## EXERCICE A
Recopiez à l'identique les lignes de la liste en commençant à la ligne qui contient « Query: metal scaffold frame » et en terminant à la fin de la liste, ces deux bornes comprises. Laissez les images de côté dans votre réponse.
== TEXTE FOURNI
31 octobre - Coup de vent

Ce soir c’est le coup de vent froid. Il arrive parfois, je le connais. Il s’abat par surprise, il est sombre, effilé, il dévaste les certitudes, arrache ces minuscules branches dont j’étais fière. Après il faut tout refaire. Il a dans son souffle des notes et des bribes d’instants fétides, il fait vaciller en déroulant sous les pieds un tapis de néant, sa cagoule couvre des yeux clairs, il glace les sourires, pétrifie les rires, sort de ma bouche des mots que je ne voudrais pas dire. Il fait le vide autour de moi à mesure qu’il emplit mon esprit de gouache noire. A mesure qu’il emplit ma tête des questions sans réponses des cours de philo. Il vient des montagnes, là-bas dans l’âme, il vient des montagnes des hommes, des montagnes du monde, poussé là jusqu’à moi par un tas de petits moments amoncelés, un tas de poussières que j’aurais dû cracher. Elle pique les yeux, chatouille les mots tassés là dans la gorge. Il arrive parfois, je le connais, vous aussi, il reviendra toujours. Et c’est pour ça qu’on en parle pas, parce qu’on sait qu'il passera et qu'on ne va pas en parler chaque fois, non ? Je l’éconduis seule, par ma propre chaleur. Ma victoire c’est de ne jamais le laisser devenir rivet à mes paupières. C’est un coup de vent froid, c’est mon mistral gagnant, une chanson toujours si près de moi.

26 octobre - Mon père

J'ai écrit ce texte il y a quelques mois et comme j'ai peu de temps en ce moment pour en écrire de nouveaux...

Mon père ce sont mes traits, mes lèvres et deux sillons qui encadrent mon sourire.
Mon père ce sont mes emportements, l'intériorité magma, ma dureté affichée, mes jugements incisifs mais il faut bien trancher pour avancer.
Mon père s'il était un mot serait générosité.
Mon père c’est une famille romanesque digne des Rougon-Macquart.
Mon père c’est on prend les deux, à condition qu’on les appelle Chat et Pacha.
Mon père ce sont mes bleus de ciel, de mer, à l’âme lorsque l’intégrité est identité éraflée.
Mon père ce sont mes blancs de la page, des façades à la chaux et du déracinement.
====
== DONNÉES DE LA TÂCHE
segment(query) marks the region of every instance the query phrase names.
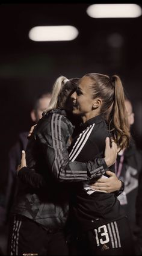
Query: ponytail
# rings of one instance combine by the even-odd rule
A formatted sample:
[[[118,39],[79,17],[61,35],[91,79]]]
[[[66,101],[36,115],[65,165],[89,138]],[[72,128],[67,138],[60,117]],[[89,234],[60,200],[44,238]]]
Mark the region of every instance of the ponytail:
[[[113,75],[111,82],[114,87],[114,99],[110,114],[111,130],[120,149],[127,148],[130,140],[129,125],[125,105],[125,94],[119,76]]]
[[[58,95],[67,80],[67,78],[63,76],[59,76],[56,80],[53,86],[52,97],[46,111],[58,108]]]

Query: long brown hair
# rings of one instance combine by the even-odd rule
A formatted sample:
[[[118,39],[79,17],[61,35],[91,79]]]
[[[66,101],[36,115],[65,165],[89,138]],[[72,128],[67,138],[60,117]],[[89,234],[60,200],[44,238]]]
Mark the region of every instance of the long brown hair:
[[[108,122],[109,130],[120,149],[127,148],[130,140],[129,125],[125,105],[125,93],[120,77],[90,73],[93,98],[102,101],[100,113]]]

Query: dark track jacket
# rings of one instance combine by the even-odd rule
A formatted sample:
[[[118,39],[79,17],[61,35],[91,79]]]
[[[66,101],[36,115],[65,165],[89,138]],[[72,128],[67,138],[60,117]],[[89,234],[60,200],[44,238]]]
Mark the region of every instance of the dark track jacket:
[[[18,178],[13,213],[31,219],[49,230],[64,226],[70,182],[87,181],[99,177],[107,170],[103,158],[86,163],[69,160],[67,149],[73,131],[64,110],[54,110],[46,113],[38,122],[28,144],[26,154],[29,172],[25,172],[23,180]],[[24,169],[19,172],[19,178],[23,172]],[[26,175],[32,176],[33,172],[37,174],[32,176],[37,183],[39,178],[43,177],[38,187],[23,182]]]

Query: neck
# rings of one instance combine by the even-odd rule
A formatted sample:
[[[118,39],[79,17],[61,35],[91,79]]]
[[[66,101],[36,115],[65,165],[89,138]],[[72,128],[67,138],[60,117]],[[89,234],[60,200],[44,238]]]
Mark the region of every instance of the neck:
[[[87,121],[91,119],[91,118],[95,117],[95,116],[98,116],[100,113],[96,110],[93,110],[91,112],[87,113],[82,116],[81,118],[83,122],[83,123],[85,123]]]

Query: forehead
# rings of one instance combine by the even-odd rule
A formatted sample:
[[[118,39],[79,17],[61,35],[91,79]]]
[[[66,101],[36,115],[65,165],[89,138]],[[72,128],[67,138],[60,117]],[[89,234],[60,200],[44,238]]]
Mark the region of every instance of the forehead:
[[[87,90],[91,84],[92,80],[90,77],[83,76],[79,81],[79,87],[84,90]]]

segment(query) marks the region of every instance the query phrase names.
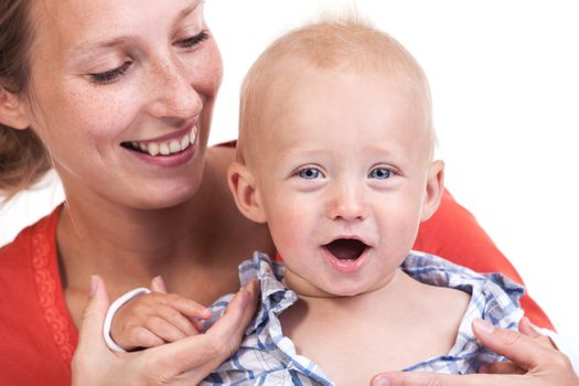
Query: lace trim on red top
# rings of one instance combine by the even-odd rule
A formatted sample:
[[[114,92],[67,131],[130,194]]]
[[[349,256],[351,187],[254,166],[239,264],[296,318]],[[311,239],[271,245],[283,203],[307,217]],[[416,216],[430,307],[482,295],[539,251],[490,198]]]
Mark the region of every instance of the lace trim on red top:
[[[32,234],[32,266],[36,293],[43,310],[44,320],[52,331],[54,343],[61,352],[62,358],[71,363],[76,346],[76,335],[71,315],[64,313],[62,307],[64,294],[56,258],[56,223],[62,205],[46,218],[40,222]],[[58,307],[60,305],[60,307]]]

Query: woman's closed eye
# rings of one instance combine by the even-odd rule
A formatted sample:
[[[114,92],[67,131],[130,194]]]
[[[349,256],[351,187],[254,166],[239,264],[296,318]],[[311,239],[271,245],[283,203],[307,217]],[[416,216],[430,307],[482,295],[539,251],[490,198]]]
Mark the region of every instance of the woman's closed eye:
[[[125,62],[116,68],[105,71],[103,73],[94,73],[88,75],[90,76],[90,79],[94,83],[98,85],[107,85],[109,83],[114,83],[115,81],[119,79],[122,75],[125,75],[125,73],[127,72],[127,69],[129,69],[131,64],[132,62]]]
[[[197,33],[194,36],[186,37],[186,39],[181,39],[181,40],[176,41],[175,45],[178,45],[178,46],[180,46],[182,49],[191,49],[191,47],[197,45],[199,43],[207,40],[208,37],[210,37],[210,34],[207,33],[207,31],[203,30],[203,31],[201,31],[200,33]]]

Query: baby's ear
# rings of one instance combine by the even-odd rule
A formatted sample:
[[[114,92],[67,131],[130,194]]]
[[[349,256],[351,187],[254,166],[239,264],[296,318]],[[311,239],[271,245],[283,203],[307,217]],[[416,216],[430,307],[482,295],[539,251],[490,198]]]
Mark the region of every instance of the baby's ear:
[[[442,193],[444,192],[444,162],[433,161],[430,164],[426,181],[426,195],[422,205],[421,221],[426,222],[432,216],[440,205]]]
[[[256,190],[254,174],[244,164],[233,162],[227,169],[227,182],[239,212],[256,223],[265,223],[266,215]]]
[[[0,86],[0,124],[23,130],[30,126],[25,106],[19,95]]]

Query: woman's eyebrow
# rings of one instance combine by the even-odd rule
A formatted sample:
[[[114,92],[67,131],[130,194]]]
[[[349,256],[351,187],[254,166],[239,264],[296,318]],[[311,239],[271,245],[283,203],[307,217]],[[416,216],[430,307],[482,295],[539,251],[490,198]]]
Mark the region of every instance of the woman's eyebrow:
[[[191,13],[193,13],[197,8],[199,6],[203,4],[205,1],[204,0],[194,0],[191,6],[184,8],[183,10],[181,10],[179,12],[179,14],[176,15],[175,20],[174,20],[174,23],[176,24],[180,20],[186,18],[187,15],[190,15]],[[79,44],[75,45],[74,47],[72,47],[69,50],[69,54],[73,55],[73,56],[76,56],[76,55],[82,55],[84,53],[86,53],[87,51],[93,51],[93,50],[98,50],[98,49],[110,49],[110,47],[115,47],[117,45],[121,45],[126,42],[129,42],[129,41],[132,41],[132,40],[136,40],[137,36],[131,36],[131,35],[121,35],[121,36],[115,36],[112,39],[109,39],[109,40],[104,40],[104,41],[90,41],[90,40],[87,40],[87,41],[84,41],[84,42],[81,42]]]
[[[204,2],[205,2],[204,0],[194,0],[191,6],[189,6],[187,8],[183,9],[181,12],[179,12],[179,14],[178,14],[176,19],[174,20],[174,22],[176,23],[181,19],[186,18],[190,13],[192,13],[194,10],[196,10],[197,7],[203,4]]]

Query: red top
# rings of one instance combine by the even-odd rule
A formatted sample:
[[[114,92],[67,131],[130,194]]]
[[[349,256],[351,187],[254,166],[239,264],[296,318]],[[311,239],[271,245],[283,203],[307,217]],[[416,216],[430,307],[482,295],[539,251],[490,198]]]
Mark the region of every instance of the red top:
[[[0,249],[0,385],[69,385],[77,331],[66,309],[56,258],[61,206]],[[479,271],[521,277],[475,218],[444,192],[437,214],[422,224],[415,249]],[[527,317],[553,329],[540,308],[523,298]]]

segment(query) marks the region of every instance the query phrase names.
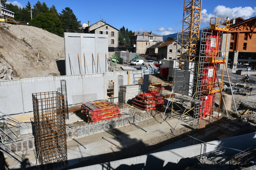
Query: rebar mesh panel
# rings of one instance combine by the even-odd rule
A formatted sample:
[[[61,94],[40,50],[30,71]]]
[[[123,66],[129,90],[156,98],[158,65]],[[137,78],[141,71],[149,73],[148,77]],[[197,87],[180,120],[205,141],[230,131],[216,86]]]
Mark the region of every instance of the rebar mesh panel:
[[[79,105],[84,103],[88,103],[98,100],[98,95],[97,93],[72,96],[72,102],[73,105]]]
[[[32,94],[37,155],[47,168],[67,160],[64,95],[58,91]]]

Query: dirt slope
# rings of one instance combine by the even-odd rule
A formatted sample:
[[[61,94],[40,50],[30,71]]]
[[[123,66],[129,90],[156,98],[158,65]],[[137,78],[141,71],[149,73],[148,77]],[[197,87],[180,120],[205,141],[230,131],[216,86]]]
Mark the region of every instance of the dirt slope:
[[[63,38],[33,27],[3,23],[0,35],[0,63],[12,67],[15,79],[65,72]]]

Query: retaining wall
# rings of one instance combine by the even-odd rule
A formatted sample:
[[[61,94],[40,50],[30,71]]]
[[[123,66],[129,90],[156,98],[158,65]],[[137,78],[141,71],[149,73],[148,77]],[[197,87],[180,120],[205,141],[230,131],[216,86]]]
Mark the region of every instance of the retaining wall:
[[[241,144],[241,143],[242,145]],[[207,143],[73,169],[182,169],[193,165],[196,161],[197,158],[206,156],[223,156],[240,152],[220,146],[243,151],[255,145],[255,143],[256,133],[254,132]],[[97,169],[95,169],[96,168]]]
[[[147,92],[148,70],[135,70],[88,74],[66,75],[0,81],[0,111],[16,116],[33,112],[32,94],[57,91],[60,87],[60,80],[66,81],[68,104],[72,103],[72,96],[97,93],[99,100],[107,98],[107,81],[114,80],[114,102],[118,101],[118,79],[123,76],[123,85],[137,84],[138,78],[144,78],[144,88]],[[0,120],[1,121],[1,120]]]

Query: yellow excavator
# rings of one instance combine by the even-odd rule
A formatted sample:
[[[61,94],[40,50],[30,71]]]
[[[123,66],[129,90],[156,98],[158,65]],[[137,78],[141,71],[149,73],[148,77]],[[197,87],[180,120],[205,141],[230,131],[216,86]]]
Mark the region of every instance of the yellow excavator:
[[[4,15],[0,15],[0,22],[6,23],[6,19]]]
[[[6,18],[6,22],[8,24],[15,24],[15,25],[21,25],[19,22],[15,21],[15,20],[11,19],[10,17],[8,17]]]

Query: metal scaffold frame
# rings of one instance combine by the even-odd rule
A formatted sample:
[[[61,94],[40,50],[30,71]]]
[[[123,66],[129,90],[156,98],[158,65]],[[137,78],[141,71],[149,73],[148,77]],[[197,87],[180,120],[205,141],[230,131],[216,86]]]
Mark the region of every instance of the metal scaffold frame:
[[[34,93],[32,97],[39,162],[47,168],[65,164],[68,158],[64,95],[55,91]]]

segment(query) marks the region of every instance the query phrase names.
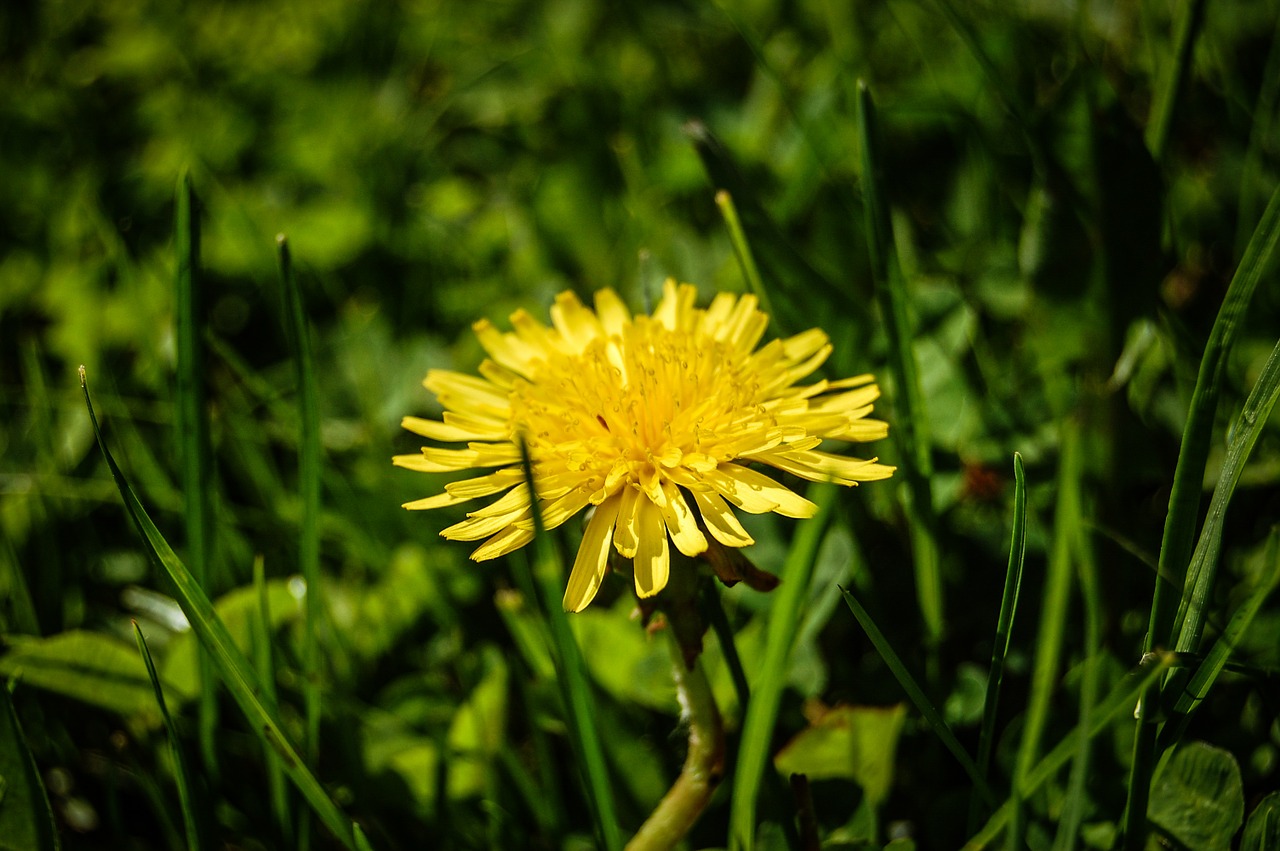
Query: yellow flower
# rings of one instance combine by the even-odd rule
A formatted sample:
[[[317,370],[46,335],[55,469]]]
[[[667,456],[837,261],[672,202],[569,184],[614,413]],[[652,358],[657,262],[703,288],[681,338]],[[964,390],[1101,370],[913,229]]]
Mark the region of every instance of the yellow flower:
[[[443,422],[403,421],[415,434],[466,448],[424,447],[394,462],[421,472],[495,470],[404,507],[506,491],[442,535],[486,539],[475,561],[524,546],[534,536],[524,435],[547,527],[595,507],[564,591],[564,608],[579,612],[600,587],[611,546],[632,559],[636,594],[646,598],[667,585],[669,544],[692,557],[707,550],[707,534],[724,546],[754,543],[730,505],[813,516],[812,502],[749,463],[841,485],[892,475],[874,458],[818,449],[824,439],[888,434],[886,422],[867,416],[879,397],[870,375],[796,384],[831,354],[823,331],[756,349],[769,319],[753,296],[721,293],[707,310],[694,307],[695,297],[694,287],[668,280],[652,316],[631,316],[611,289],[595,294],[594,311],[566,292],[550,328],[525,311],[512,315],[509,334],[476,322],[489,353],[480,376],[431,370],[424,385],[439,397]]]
====
## EXERCICE B
Reproduisez sans aucune modification le passage du texte fourni qui commence à « Mon père ce sont mes traits, mes » et se termine à « digne des Rougon-Macquart. ».

## BONNE RÉPONSE A
Query: metal scaffold frame
# rings of one instance combine by the even-odd rule
A formatted sample:
[[[61,94],[40,50],[30,71]]]
[[[123,66],[129,90],[156,98],[158,65]],[[137,78],[141,71],[149,73],[148,77]],[[197,87],[180,120],[205,141],[230,131],[216,86]]]
Mark the region of every instance of the metal scaffold frame:
[[[34,93],[32,97],[39,162],[47,168],[65,164],[68,158],[64,95],[55,91]]]

segment(query) marks the region of every instance the query phrase names.
Query: yellow flower
# rings of one instance combine by the even-odd rule
A formatted sample:
[[[317,370],[46,335],[55,469]]]
[[[667,456],[837,261],[672,202],[569,184],[614,413]],[[652,358],[657,262],[703,288],[681,338]],[[964,390],[1101,370],[913,229]]]
Mark the region of every instance of the yellow flower:
[[[443,422],[403,421],[415,434],[466,448],[424,447],[394,462],[421,472],[495,470],[404,507],[506,491],[442,535],[486,539],[475,561],[524,546],[534,536],[524,435],[547,527],[595,507],[564,591],[564,608],[579,612],[600,587],[611,546],[632,559],[636,594],[646,598],[667,585],[669,544],[692,557],[707,550],[707,534],[724,546],[754,543],[730,505],[813,516],[812,502],[749,463],[841,485],[892,475],[874,458],[818,449],[824,439],[888,434],[886,422],[867,416],[879,397],[870,375],[796,384],[831,354],[823,331],[756,349],[769,319],[753,296],[721,293],[707,310],[694,307],[695,297],[694,287],[668,280],[652,316],[631,316],[611,289],[595,294],[594,311],[566,292],[550,328],[525,311],[512,315],[509,334],[476,322],[489,353],[480,376],[431,370],[424,385],[439,397]]]

## BONNE RÉPONSE B
Mon père ce sont mes traits, mes lèvres et deux sillons qui encadrent mon sourire.
Mon père ce sont mes emportements, l'intériorité magma, ma dureté affichée, mes jugements incisifs mais il faut bien trancher pour avancer.
Mon père s'il était un mot serait générosité.
Mon père c’est une famille romanesque digne des Rougon-Macquart.